- [Work to be completed] Quote the material below verbatim, line by line, and omit the pictures from your reproduction.

Lines of data:
....................

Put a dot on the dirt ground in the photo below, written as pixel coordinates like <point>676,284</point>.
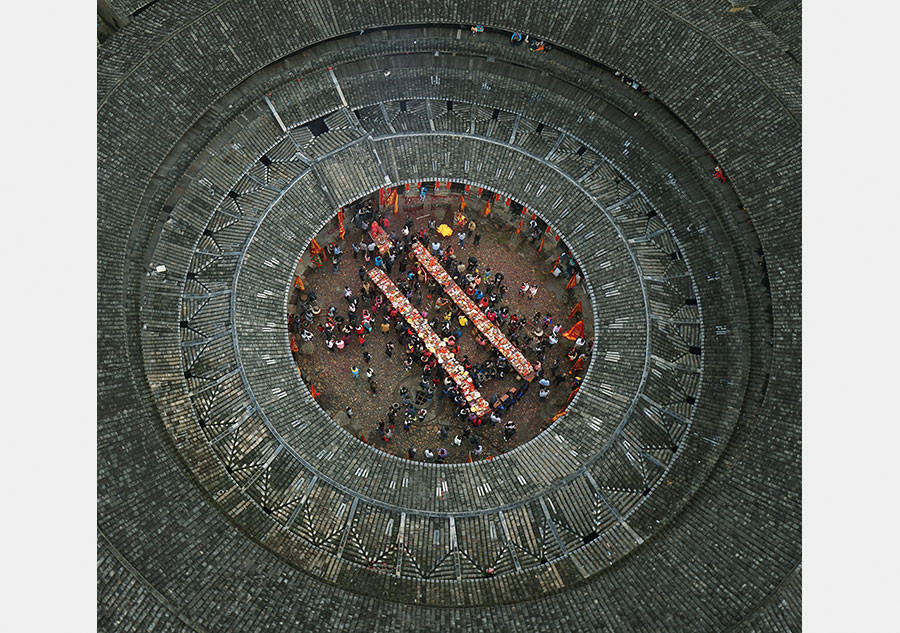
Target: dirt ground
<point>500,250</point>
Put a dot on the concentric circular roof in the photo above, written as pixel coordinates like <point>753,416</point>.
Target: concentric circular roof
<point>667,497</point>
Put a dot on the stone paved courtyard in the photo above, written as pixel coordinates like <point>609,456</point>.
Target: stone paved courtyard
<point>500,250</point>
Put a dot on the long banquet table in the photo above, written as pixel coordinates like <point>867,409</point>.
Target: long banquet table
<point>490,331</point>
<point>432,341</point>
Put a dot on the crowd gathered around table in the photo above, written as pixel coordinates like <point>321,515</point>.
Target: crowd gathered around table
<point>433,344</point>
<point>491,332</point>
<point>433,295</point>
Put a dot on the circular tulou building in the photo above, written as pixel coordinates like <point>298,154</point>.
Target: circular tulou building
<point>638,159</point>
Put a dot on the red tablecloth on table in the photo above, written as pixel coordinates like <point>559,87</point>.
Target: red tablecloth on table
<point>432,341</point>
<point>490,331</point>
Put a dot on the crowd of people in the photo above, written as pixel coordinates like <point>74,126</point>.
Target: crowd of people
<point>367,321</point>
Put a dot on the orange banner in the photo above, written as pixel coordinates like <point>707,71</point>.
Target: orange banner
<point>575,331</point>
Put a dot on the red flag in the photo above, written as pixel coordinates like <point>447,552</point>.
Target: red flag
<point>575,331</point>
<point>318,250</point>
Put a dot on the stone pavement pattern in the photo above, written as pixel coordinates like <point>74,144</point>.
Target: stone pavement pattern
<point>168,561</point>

....................

- [Output below]
Put a dot on the dirt ground in the photo below, written as pixel coordinates like <point>676,284</point>.
Target: dirt ground
<point>500,250</point>
Put a dot on the concentric circular roof in the photo above, written as pixel coordinates like <point>753,416</point>.
Target: concentric circular roof
<point>667,497</point>
Put a dot on the stone paved courtyard in the photo above, written as pixel coordinates like <point>609,456</point>.
Target: stone paved courtyard
<point>500,250</point>
Put a dot on the long banquet table in the photo above, written as pixel coordinates like <point>867,409</point>.
Target: long banquet table
<point>490,331</point>
<point>432,341</point>
Put a dot on the crowd gathered around table in the photo above, written as pixel coordinates like <point>321,515</point>.
Target: crowd gathered around table
<point>433,344</point>
<point>491,332</point>
<point>433,295</point>
Put a dot on the circular tulou building in the photo above, written as pixel coordinates like <point>298,154</point>.
Target: circular tulou building
<point>638,159</point>
Put a dot on the red tablecloth on table in the photo above, written as pixel coordinates like <point>559,87</point>.
Target: red tablecloth on table
<point>432,341</point>
<point>490,331</point>
Put a dot on the crowd of people in the photo above, written as pixel coordinates like <point>74,126</point>.
Target: crowd of people
<point>367,321</point>
Put a dot on the orange banner in the photo above, written as pixel coordinates like <point>707,71</point>.
Target: orange banner
<point>575,331</point>
Put a dot on the red flag in the photo above, written as pixel coordinates like <point>447,552</point>.
Target: red flag
<point>575,331</point>
<point>318,250</point>
Put a dot on the stone pavement pattern in the photo above, written as pixel coordinates like <point>74,144</point>.
Target: stone pavement pattern
<point>168,561</point>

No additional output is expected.